--- Start of Supplied material ---

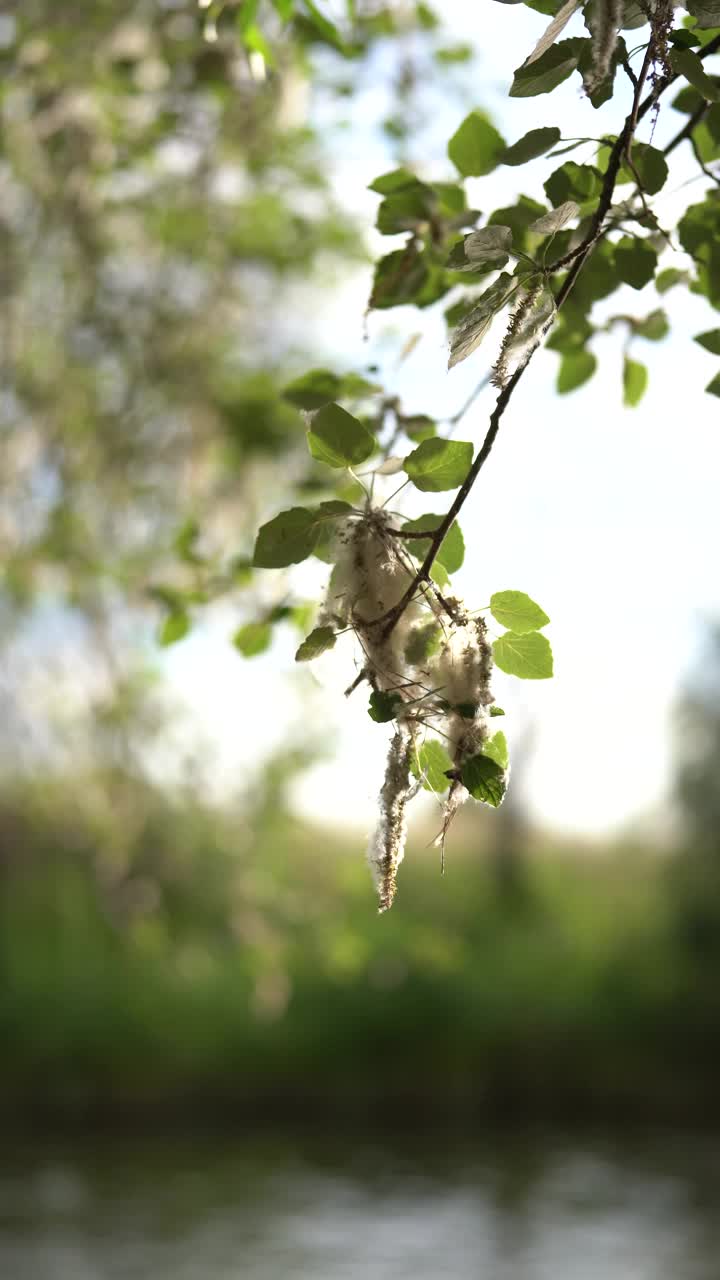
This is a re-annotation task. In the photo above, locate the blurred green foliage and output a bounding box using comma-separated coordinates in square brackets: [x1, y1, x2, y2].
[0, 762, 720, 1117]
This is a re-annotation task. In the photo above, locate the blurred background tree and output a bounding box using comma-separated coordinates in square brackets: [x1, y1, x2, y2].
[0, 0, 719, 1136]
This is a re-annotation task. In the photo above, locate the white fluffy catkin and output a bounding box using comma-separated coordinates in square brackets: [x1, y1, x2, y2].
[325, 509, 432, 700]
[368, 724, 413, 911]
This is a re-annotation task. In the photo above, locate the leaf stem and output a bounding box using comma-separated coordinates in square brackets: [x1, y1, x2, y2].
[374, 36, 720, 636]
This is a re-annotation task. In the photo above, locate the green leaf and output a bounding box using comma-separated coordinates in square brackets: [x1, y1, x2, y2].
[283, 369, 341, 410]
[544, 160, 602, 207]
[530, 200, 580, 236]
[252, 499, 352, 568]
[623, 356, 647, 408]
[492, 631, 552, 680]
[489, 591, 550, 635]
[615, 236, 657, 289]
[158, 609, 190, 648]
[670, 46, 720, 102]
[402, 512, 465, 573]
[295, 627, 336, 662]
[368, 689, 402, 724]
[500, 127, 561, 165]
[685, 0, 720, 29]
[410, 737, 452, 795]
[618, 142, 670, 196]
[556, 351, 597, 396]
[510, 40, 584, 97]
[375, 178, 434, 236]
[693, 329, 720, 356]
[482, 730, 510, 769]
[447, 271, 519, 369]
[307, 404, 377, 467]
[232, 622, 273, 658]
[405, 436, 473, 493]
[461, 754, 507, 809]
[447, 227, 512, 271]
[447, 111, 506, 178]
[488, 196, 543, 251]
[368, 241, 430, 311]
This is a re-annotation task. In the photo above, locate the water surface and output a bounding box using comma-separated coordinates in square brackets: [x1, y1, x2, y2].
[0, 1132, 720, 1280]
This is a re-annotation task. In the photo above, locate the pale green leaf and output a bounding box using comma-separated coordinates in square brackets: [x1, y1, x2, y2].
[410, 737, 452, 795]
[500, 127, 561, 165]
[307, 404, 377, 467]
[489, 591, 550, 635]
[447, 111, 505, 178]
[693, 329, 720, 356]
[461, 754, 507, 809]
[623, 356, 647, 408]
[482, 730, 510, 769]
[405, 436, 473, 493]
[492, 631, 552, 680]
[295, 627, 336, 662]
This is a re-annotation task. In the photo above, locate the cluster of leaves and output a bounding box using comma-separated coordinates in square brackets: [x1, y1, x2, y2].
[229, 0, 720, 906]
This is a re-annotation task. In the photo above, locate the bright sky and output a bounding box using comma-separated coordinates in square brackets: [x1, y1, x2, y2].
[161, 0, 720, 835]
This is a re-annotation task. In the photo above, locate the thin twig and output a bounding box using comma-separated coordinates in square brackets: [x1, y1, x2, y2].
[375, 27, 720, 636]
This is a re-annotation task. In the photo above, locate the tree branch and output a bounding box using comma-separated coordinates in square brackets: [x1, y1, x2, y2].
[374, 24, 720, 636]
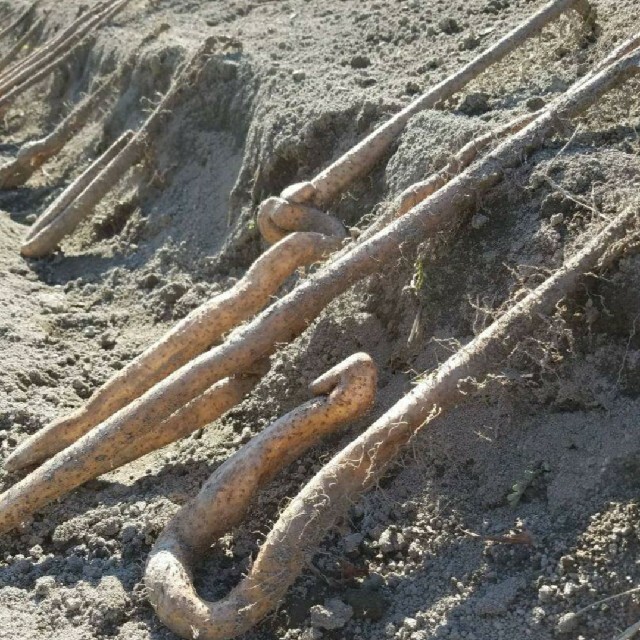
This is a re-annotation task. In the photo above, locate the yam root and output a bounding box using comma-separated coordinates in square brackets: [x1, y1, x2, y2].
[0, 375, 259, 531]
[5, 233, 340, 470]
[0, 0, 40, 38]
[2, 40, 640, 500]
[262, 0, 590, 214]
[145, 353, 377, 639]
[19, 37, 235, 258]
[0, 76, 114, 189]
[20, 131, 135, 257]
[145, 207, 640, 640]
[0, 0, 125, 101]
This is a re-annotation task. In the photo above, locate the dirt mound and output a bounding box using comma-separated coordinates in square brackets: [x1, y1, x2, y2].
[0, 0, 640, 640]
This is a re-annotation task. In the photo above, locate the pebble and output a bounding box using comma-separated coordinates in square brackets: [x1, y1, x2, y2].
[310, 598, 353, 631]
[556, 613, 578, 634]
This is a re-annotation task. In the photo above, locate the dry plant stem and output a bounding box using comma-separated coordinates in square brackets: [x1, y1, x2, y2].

--- End of Supplied material ---

- The exercise: Report every line in the listing above that contains the word "blurred", copying each line in full.

- Completed task:
This is a re-annotation task. In the photo above, locate the blurred green foliage and output a bounding box using comma-separated coordinates in square brackets: [x1, y1, x2, y2].
This is a re-annotation task. In the photo above, locate the blurred background tree and output a bounding box using comma-separated coordinates in square brackets: [x1, y1, x2, y2].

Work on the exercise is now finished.